§ Teks Bacaan:
Journey of Kita Wisuda 2
Berbekal
sedikit banyak pengetahuan mengenai bahan dan kain, kemudian saya berkeliling
kota Purwokerto mengunjungi semua toko bahan dari satu toko ke toko lain demi
mencari toko yang menurut saya harganya paling murah namun tetap berkualitas.
Saya mendatanginya satu-persatu, masuk, dan melihat-lihat tumpukan bermacam bahan
yang bergulung-gulung. Dengan demikian, di kepala saya sudah tersimpan database
berbagai toko bahan/tekstil di Purwokerto, dari yang biasa sampai yang luar biasa.
Entah
mengapa melihat tumpukan bahan tersebut membuat perasaan senang. Bahan yang
menumpuk dan berwarna-warni, ataupun berantakan tidak tertata rapi, dan justru
semakin menumpuk menjulang tinggi, maka itu semakin menyenangkan saya. Saya
menatap gulungan bahan dan aroma bahan tersebut yang tercium sungguh melegakan.
Saya selalu bersemangat ketika tiba saatnya mengunjungi toko bahan langganan untuk
berbelanja kebutuhan produksi Kita Wisuda.
“Mas
ko kayaknya sering bolak balik kesini apa ya? Emang bikin apa sih mas? Buat
jualan apa emangnya mas?”.. sampai para karyawan toko bahan pun lama-kelamaan
hafal dengan air muka saya, mungkin karena frekuensi kunjungan saya yang cukup
sering. (meski tidak tahu siapa namanya, hehee) baik yang tua maupun muda, baik
laki maupun perempuan, sesekali mengajak bercanda, dan bahkan sampai pada titik
langsung bisa menebak mengenai bahan jenis apa yang dibutuhkan ketika saya datang.
“cari bahan itu lagi ya mas?. kemarin emang kurang ya mas?,” mereka berkata
demikian tanpa harus ditanya lagi mengenai bahan apa yang saya cari. Hal itu
cukup menggelikan sekaligus menghibur. wkwkwkkk.

§ Cuplikan Data:
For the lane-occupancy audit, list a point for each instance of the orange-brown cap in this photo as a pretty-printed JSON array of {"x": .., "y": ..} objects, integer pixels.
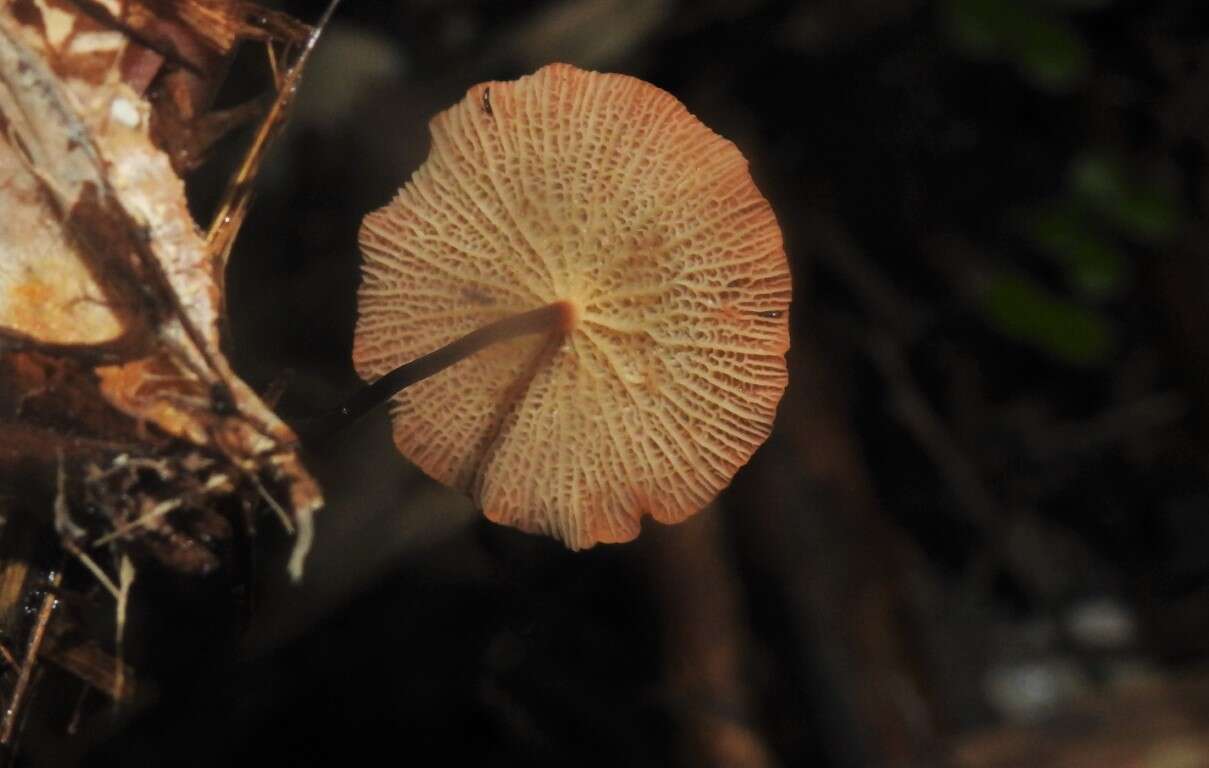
[{"x": 605, "y": 192}]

§ Instruksi:
[1] Tentukan apakah setiap pernyataan berikut sesuai dengan teks tentang berbelanja bahan di Purwokerto di atas. Jawab ya atau tidak, lalu kutip kata-kata penentunya dari teks. (a) Penulis mendatangi toko-toko bahan itu satu per satu. (b) Penulis mengetahui nama para karyawan toko bahan. (c) Penulis merasa aroma bahan di toko tidak menyenangkan.
[2] Salin dengan tepat bagian teks tentang berbelanja bahan di Purwokerto, mulai dari "Saya mendatanginya satu-persatu, masuk, dan" sampai dengan "tercium sungguh melegakan.".

§ Jawaban Tiap Tugas:
[1]
(a) Ya: "Saya mendatanginya satu-persatu"
(b) Tidak: "meski tidak tahu siapa namanya, hehee"
(c) Tidak: "aroma bahan tersebut yang tercium sungguh melegakan"

[2]
Saya mendatanginya satu-persatu, masuk, dan melihat-lihat tumpukan bermacam bahan
yang bergulung-gulung. Dengan demikian, di kepala saya sudah tersimpan database
berbagai toko bahan/tekstil di Purwokerto, dari yang biasa sampai yang luar biasa.
Entah
mengapa melihat tumpukan bahan tersebut membuat perasaan senang. Bahan yang
menumpuk dan berwarna-warni, ataupun berantakan tidak tertata rapi, dan justru
semakin menumpuk menjulang tinggi, maka itu semakin menyenangkan saya. Saya
menatap gulungan bahan dan aroma bahan tersebut yang tercium sungguh melegakan.